#### RECORDS

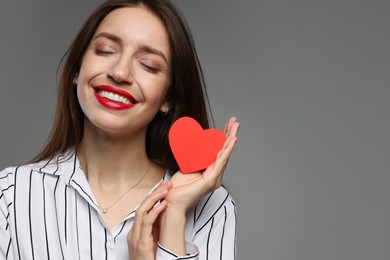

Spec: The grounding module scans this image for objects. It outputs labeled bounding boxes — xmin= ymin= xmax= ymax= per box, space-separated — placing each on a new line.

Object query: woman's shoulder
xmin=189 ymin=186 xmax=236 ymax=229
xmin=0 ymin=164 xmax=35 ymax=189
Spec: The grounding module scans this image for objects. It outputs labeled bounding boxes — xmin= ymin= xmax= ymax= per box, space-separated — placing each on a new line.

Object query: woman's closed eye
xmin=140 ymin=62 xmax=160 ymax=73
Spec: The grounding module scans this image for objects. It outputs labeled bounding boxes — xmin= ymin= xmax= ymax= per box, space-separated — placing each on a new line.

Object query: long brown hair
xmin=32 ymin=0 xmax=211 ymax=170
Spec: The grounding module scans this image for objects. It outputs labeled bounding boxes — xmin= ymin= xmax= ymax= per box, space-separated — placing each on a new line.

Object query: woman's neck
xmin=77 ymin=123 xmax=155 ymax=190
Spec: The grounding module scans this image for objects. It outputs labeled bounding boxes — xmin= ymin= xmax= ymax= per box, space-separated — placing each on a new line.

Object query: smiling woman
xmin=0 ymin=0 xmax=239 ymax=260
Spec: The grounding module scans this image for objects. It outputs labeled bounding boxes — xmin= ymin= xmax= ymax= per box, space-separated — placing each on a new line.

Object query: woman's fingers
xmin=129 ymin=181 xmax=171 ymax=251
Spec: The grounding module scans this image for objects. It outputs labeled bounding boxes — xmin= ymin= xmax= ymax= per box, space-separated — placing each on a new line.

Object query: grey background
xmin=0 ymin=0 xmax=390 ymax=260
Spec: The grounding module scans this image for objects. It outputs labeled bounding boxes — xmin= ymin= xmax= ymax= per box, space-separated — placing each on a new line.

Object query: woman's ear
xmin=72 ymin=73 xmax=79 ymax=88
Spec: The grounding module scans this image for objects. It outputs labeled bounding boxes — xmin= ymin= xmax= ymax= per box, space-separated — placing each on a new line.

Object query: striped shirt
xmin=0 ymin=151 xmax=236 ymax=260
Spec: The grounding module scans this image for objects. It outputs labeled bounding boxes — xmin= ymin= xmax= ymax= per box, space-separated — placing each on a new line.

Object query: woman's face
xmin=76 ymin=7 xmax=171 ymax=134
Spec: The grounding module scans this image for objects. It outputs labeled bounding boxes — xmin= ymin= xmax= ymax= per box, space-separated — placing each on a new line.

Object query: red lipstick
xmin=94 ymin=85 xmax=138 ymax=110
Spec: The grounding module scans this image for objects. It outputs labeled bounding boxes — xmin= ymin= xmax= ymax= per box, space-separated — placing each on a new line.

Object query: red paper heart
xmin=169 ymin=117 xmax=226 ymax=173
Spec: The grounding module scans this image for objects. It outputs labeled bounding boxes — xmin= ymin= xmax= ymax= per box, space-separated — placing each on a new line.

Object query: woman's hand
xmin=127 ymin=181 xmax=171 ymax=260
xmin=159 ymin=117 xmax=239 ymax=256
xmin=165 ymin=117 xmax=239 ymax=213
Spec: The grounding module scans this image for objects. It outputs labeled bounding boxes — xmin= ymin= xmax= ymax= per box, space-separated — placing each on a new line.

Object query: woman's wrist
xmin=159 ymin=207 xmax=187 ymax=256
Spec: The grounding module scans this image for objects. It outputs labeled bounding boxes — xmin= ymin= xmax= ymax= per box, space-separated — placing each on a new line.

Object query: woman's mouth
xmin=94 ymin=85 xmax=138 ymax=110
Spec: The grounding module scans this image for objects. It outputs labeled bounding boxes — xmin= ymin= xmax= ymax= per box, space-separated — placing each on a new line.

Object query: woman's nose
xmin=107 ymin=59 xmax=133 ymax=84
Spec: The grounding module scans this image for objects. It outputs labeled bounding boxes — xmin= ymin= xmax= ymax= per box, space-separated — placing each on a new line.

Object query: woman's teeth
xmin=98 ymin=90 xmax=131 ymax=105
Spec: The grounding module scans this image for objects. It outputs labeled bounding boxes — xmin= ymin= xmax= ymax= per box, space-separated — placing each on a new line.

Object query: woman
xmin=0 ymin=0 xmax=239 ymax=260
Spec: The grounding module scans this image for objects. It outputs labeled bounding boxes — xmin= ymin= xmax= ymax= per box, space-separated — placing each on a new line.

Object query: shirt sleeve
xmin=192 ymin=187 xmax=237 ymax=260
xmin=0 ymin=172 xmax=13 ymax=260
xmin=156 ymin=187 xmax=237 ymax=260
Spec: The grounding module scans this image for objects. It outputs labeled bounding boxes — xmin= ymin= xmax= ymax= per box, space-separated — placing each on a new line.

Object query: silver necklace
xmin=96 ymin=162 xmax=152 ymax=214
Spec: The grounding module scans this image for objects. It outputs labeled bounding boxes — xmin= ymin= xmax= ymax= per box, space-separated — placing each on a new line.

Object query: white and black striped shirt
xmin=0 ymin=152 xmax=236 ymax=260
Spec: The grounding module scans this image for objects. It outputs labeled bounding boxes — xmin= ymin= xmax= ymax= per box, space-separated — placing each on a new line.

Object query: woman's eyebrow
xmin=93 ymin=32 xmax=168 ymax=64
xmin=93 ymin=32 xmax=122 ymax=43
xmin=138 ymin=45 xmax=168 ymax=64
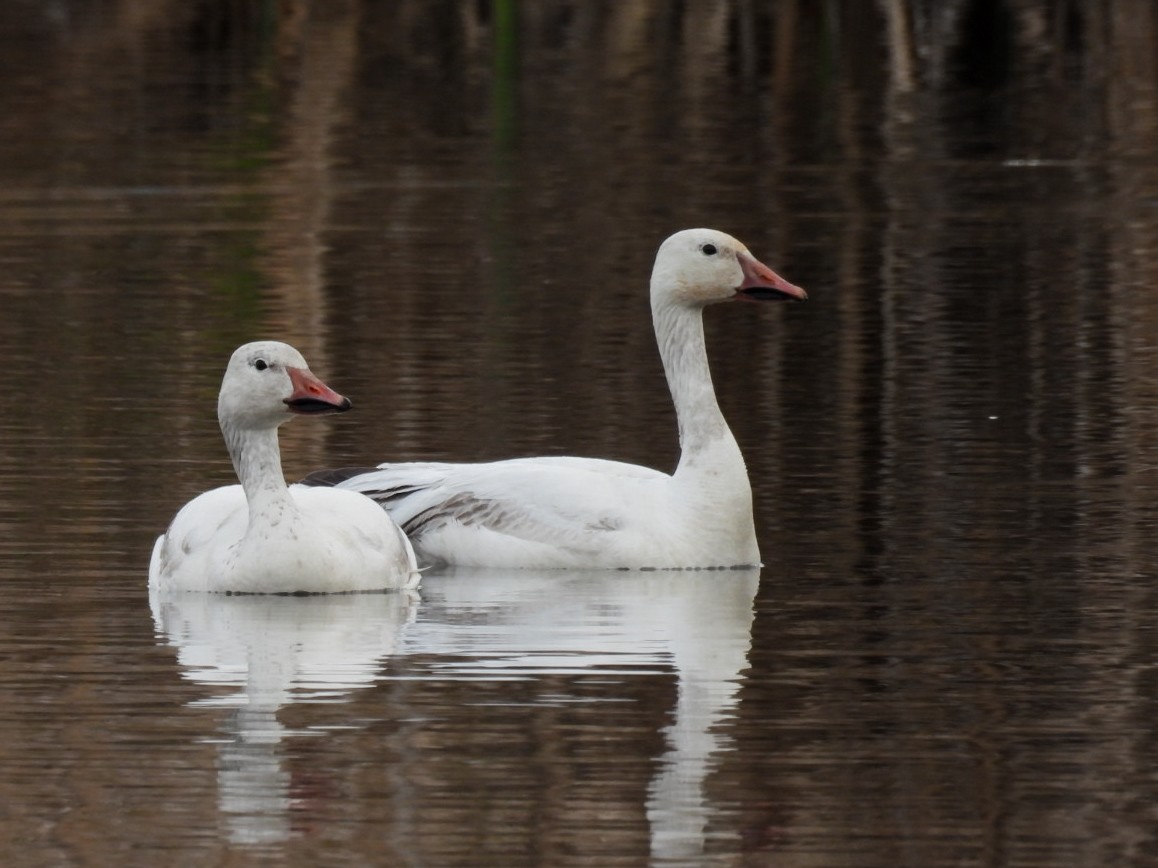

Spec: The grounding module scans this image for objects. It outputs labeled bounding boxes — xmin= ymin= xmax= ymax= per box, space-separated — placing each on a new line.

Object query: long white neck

########

> [WHAT IS REQUIRED]: The entries above are to be returned exactly, without their pictures.

> [EXERCISE RESULT]:
Spec: The grounding module scans this image for objects. It outputs labeled bounding boxes — xmin= ymin= xmax= ymax= per box, space-separated — placing each on a new line.

Object query: woman's shoulder
xmin=189 ymin=186 xmax=236 ymax=229
xmin=0 ymin=164 xmax=35 ymax=189
Spec: The grounding module scans this image for objects. It outputs labeled bounding boxes — xmin= ymin= xmax= ymax= per box, space-separated — placing each on a new line.

Object query: woman's closed eye
xmin=140 ymin=62 xmax=160 ymax=73
Spec: The grounding module scans this image for objects. It outputs labeled bounding boxes — xmin= ymin= xmax= ymax= per box, space-separated — placing each on a new line.

Object query: long brown hair
xmin=32 ymin=0 xmax=211 ymax=170
Spec: The grounding module scans this image for objects. It outputs labeled bounding boxes — xmin= ymin= xmax= ymax= per box, space-separated — placing each on a new line.

Object query: woman's neck
xmin=77 ymin=123 xmax=155 ymax=190
Spec: The grounding module scans this image for objects. It outputs labeled bounding boxes — xmin= ymin= xmax= ymax= per box, space-separated — placing each on a new line.

Object query: smiling woman
xmin=0 ymin=0 xmax=239 ymax=260
Spec: The grounding module scans this image for objects. It outputs labeled bounding boxes — xmin= ymin= xmax= ymax= per box, space-separated — placing each on a new line.

Object query: woman's fingers
xmin=129 ymin=181 xmax=171 ymax=251
Spec: The grounding module scans this image for objects. It outputs labeled bounding boxes — xmin= ymin= xmax= ymax= per box, space-separated — placing each on a new line.

Object query: grey background
xmin=0 ymin=0 xmax=390 ymax=260
Spec: The grounding module scans this image for objects. It outputs labeled bounding boxes — xmin= ymin= xmax= ymax= per box, space-separated — placing each on a new line.

Object query: woman's ear
xmin=72 ymin=73 xmax=79 ymax=88
Spec: The grounding module scans this image for objects. It outputs labeled bounding boxes — xmin= ymin= xmax= ymax= per box, space-separated — placing each on a new line.

Object query: striped shirt
xmin=0 ymin=151 xmax=236 ymax=260
Spec: The grounding module scans this image for objects. It outputs labeled bounding boxes — xmin= ymin= xmax= ymax= per box, space-separated — placing each on a new line.

Object query: woman's face
xmin=76 ymin=7 xmax=171 ymax=134
Spec: The grounding module scans this image for objects. It outputs labeled bounding boxes — xmin= ymin= xmax= ymax= per box, space-separated — placing each on a new line.

Object query: red lipstick
xmin=94 ymin=85 xmax=138 ymax=110
Spec: The grounding module scans this image for objects. It outputs labeled bounding boxes — xmin= ymin= xmax= ymax= per box, space-separated — placing each on a new line.

Object query: red paper heart
xmin=169 ymin=117 xmax=226 ymax=173
Spec: The grounding module scans this image for objects. It outputs labeled bounding boxes — xmin= ymin= xmax= ymax= per box, space-separated — placing each on a new line.

Object query: woman's hand
xmin=127 ymin=181 xmax=171 ymax=260
xmin=159 ymin=117 xmax=239 ymax=256
xmin=165 ymin=117 xmax=239 ymax=213
Spec: The grounding module scans this image for objects. It outputs labeled bounding boxes — xmin= ymin= xmax= ymax= per box, space-separated — placing each on a new line.

Object query: woman's wrist
xmin=159 ymin=207 xmax=187 ymax=256
Spec: The grounding module scans this image for objects. It outputs labeled bounding boxes — xmin= ymin= xmax= ymax= per box, space-separated — placing each on a new line.

Object query: woman's mouth
xmin=94 ymin=85 xmax=138 ymax=110
Spec: The grounding module scans this image for objects. It outputs labeled bounding boxes — xmin= ymin= xmax= ymax= per box, space-separated — placing each on a new line.

Object query: woman's nose
xmin=107 ymin=59 xmax=133 ymax=84
Spec: The grounding module scans this image for objects. It outputs labeled bounding boxes — xmin= ymin= xmax= ymax= per box, space-separated — placing each on a new line.

Object query: woman's teeth
xmin=98 ymin=90 xmax=131 ymax=105
Spec: The grounding module scans this image for objects. It outputs labeled bounding boxes — xmin= ymin= xmax= ymax= per box, space-separated — placing each on a new line.

Object query: woman
xmin=0 ymin=0 xmax=239 ymax=260
Spec: The grounding module scans this image for objects. It outputs labeled bounding boxes — xmin= ymin= xmax= ymax= per box, space-separated — placing each on a new line.

Object query: shirt sleeve
xmin=192 ymin=187 xmax=237 ymax=260
xmin=0 ymin=172 xmax=13 ymax=260
xmin=156 ymin=187 xmax=237 ymax=260
Spec: The grounding module scans this image for objects. It outputs labeled bounding boxes — xmin= ymin= xmax= ymax= per box, space-separated — placing each on a new line.

Object query: silver necklace
xmin=96 ymin=162 xmax=152 ymax=214
Spec: The grounding module scans this image for objects. It outputs labeled bounding boxes — xmin= ymin= xmax= ymax= per box, space-separated — placing each on a new line.

Object query: white and black striped shirt
xmin=0 ymin=152 xmax=236 ymax=260
Spec: The grounding module scans this image for objects. It outputs labeled bounding boxes — xmin= ymin= xmax= ymax= per box, space-separated — placing each on a new line.

Object query: woman's eyebrow
xmin=93 ymin=32 xmax=168 ymax=64
xmin=93 ymin=32 xmax=122 ymax=43
xmin=138 ymin=45 xmax=168 ymax=64

Spec: The grounding module scans this image for objects. It outputs labeled bounding boxes — xmin= ymin= xmax= ymax= per box, space-separated — placing each on a new line.

Object query: long white neck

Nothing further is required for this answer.